◆ Extracted data ◆

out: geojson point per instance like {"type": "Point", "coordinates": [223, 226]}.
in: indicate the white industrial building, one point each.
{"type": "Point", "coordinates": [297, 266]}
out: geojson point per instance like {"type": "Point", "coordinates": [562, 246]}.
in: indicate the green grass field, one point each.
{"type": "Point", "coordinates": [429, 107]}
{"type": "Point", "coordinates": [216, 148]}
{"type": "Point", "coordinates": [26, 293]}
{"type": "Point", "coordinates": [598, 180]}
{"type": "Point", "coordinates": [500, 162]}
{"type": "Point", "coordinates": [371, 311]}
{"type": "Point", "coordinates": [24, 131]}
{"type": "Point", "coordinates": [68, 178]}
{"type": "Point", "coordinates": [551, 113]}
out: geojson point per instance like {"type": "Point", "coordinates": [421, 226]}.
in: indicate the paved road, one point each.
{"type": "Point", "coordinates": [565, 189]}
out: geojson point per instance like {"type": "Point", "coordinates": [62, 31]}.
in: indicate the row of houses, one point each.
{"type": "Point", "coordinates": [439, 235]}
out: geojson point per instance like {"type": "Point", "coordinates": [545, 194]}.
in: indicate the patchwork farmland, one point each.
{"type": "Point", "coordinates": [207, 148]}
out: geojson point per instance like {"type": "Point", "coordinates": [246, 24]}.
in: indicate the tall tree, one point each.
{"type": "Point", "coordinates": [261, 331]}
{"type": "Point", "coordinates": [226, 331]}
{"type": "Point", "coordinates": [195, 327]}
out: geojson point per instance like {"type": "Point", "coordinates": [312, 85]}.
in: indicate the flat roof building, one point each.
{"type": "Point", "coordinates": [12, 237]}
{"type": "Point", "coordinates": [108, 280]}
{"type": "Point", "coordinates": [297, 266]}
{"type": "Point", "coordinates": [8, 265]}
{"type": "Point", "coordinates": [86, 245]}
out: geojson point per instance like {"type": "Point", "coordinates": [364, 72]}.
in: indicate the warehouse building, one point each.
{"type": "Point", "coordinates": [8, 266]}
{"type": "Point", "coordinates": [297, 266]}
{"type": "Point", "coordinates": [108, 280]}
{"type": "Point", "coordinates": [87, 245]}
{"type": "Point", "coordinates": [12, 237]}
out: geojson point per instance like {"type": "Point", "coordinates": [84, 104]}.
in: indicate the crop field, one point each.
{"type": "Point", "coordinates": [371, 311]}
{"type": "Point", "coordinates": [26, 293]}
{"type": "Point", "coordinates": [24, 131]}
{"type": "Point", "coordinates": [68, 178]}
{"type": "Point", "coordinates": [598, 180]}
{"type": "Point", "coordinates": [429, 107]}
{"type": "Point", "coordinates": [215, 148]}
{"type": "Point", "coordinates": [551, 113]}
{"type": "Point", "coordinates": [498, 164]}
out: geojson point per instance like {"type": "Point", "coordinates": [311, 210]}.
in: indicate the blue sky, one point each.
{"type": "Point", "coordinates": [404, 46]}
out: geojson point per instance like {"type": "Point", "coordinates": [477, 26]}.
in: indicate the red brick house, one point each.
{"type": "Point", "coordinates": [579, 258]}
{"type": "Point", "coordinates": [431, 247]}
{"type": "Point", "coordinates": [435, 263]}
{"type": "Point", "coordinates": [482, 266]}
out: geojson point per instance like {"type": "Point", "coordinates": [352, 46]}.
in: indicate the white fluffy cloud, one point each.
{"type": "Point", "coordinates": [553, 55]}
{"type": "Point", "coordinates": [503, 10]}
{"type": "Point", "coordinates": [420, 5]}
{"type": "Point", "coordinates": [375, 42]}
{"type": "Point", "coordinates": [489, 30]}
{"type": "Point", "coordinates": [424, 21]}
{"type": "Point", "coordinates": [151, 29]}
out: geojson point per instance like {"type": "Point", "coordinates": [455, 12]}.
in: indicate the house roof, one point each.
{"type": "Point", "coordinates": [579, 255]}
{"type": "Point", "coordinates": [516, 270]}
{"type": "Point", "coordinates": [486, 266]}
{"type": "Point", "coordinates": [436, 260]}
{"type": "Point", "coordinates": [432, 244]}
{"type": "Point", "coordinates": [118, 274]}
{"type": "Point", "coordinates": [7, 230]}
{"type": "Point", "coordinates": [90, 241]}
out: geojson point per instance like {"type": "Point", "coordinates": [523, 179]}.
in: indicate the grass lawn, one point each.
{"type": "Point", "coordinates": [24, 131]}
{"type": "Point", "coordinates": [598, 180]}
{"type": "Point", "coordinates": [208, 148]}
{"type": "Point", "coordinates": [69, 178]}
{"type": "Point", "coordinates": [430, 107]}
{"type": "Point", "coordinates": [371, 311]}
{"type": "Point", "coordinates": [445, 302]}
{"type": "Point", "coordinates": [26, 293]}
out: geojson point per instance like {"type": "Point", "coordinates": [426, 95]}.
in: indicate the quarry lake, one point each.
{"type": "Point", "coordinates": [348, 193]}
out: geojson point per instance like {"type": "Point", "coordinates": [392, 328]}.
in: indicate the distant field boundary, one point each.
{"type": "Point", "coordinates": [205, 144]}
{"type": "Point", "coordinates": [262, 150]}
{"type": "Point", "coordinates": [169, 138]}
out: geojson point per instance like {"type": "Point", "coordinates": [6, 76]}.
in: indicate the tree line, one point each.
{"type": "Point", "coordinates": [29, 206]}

◆ Instructions for the task ◆
Please write out the records from above, keeping every line exact.

◆ Written answer ◆
out: geojson point per instance like {"type": "Point", "coordinates": [223, 226]}.
in: indicate the white industrial building, one point each.
{"type": "Point", "coordinates": [297, 266]}
out: geojson point per instance like {"type": "Point", "coordinates": [562, 246]}.
in: indicate the green grass field, one point each.
{"type": "Point", "coordinates": [429, 107]}
{"type": "Point", "coordinates": [216, 148]}
{"type": "Point", "coordinates": [26, 293]}
{"type": "Point", "coordinates": [598, 180]}
{"type": "Point", "coordinates": [500, 162]}
{"type": "Point", "coordinates": [371, 311]}
{"type": "Point", "coordinates": [24, 131]}
{"type": "Point", "coordinates": [68, 178]}
{"type": "Point", "coordinates": [551, 113]}
out: geojson point per instance like {"type": "Point", "coordinates": [421, 226]}.
in: indicate the paved road, one point each.
{"type": "Point", "coordinates": [565, 189]}
out: geojson point per instance like {"type": "Point", "coordinates": [62, 31]}.
in: indicate the row of houses, one point each.
{"type": "Point", "coordinates": [439, 235]}
out: geojson point per instance like {"type": "Point", "coordinates": [545, 194]}.
in: indicate the patchwork farmland, one point each.
{"type": "Point", "coordinates": [207, 148]}
out: geojson point per instance like {"type": "Point", "coordinates": [246, 24]}.
in: indicate the tall tree, one point each.
{"type": "Point", "coordinates": [261, 331]}
{"type": "Point", "coordinates": [226, 331]}
{"type": "Point", "coordinates": [195, 327]}
out: geojson point per instance like {"type": "Point", "coordinates": [312, 85]}.
in: indicate the flat roof building, one point each.
{"type": "Point", "coordinates": [12, 237]}
{"type": "Point", "coordinates": [108, 280]}
{"type": "Point", "coordinates": [297, 266]}
{"type": "Point", "coordinates": [8, 265]}
{"type": "Point", "coordinates": [86, 245]}
out: geojson point per instance like {"type": "Point", "coordinates": [364, 72]}.
in: indicate the warehouse building, one point each.
{"type": "Point", "coordinates": [8, 266]}
{"type": "Point", "coordinates": [297, 266]}
{"type": "Point", "coordinates": [108, 280]}
{"type": "Point", "coordinates": [87, 245]}
{"type": "Point", "coordinates": [12, 237]}
out: geojson point per instance like {"type": "Point", "coordinates": [84, 104]}.
in: indicate the crop field, one point each.
{"type": "Point", "coordinates": [371, 311]}
{"type": "Point", "coordinates": [26, 293]}
{"type": "Point", "coordinates": [24, 131]}
{"type": "Point", "coordinates": [68, 178]}
{"type": "Point", "coordinates": [598, 180]}
{"type": "Point", "coordinates": [429, 107]}
{"type": "Point", "coordinates": [215, 148]}
{"type": "Point", "coordinates": [551, 113]}
{"type": "Point", "coordinates": [498, 164]}
out: geojson point per instance like {"type": "Point", "coordinates": [311, 210]}.
in: indicate the blue sky, one point each.
{"type": "Point", "coordinates": [404, 46]}
out: geojson point per instance like {"type": "Point", "coordinates": [477, 26]}.
in: indicate the red brick house, one point each.
{"type": "Point", "coordinates": [579, 258]}
{"type": "Point", "coordinates": [431, 247]}
{"type": "Point", "coordinates": [435, 263]}
{"type": "Point", "coordinates": [482, 266]}
out: geojson point per instance like {"type": "Point", "coordinates": [352, 46]}.
in: indicate the white fluffy cloud, one point each.
{"type": "Point", "coordinates": [553, 55]}
{"type": "Point", "coordinates": [503, 10]}
{"type": "Point", "coordinates": [420, 5]}
{"type": "Point", "coordinates": [375, 42]}
{"type": "Point", "coordinates": [489, 30]}
{"type": "Point", "coordinates": [424, 21]}
{"type": "Point", "coordinates": [151, 29]}
out: geojson point per instance like {"type": "Point", "coordinates": [455, 12]}.
in: indicate the house roof, one point each.
{"type": "Point", "coordinates": [579, 255]}
{"type": "Point", "coordinates": [516, 270]}
{"type": "Point", "coordinates": [486, 266]}
{"type": "Point", "coordinates": [436, 260]}
{"type": "Point", "coordinates": [432, 244]}
{"type": "Point", "coordinates": [118, 274]}
{"type": "Point", "coordinates": [7, 230]}
{"type": "Point", "coordinates": [90, 241]}
out: geojson point per instance like {"type": "Point", "coordinates": [523, 179]}.
in: indicate the grass lawn, one point each.
{"type": "Point", "coordinates": [24, 131]}
{"type": "Point", "coordinates": [598, 180]}
{"type": "Point", "coordinates": [208, 148]}
{"type": "Point", "coordinates": [69, 178]}
{"type": "Point", "coordinates": [430, 107]}
{"type": "Point", "coordinates": [371, 311]}
{"type": "Point", "coordinates": [445, 302]}
{"type": "Point", "coordinates": [26, 293]}
out: geojson point per instance like {"type": "Point", "coordinates": [426, 95]}.
in: indicate the quarry lake, one point each.
{"type": "Point", "coordinates": [348, 193]}
out: geojson point per instance like {"type": "Point", "coordinates": [392, 328]}.
in: indicate the distant field boundary, one point each.
{"type": "Point", "coordinates": [205, 144]}
{"type": "Point", "coordinates": [262, 150]}
{"type": "Point", "coordinates": [169, 138]}
out: geojson point per instance like {"type": "Point", "coordinates": [6, 76]}.
in: indicate the tree line, one point each.
{"type": "Point", "coordinates": [29, 206]}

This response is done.